» TASK TO CARRY OUT:
Return every line of the material below that contains the string "white", copying each line in full. Treat uppercase and lowercase as different when matching.

▼▼▼

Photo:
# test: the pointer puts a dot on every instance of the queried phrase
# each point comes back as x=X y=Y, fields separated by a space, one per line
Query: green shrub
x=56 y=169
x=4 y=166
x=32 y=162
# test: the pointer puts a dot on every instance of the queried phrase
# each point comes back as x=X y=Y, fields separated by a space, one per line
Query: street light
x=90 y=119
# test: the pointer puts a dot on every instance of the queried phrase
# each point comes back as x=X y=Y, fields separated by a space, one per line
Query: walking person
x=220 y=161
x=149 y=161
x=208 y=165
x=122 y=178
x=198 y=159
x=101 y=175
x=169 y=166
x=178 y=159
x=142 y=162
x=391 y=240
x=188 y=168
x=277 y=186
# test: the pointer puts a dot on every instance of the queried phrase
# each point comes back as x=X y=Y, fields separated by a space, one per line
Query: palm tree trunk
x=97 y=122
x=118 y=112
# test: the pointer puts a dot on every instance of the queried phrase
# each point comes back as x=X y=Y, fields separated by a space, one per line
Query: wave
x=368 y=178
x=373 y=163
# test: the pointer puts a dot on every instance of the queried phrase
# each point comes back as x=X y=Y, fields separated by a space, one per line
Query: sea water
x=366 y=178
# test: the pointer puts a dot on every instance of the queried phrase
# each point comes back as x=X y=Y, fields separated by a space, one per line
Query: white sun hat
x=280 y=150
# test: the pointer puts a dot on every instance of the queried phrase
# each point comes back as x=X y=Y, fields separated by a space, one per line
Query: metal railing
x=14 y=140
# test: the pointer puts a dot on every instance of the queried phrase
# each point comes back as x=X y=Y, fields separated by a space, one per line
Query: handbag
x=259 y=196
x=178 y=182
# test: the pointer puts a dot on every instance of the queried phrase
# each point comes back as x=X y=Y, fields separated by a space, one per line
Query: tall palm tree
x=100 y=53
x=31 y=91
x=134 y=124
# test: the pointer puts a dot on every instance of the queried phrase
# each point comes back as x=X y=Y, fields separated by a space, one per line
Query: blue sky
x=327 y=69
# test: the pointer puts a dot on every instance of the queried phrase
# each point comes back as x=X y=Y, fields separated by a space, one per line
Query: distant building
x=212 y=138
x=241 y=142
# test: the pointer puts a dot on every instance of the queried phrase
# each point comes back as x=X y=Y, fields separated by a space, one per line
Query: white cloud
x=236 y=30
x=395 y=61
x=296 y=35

▲▲▲

» COMPLETE ANSWER:
Query: white sun hat
Query: white cloud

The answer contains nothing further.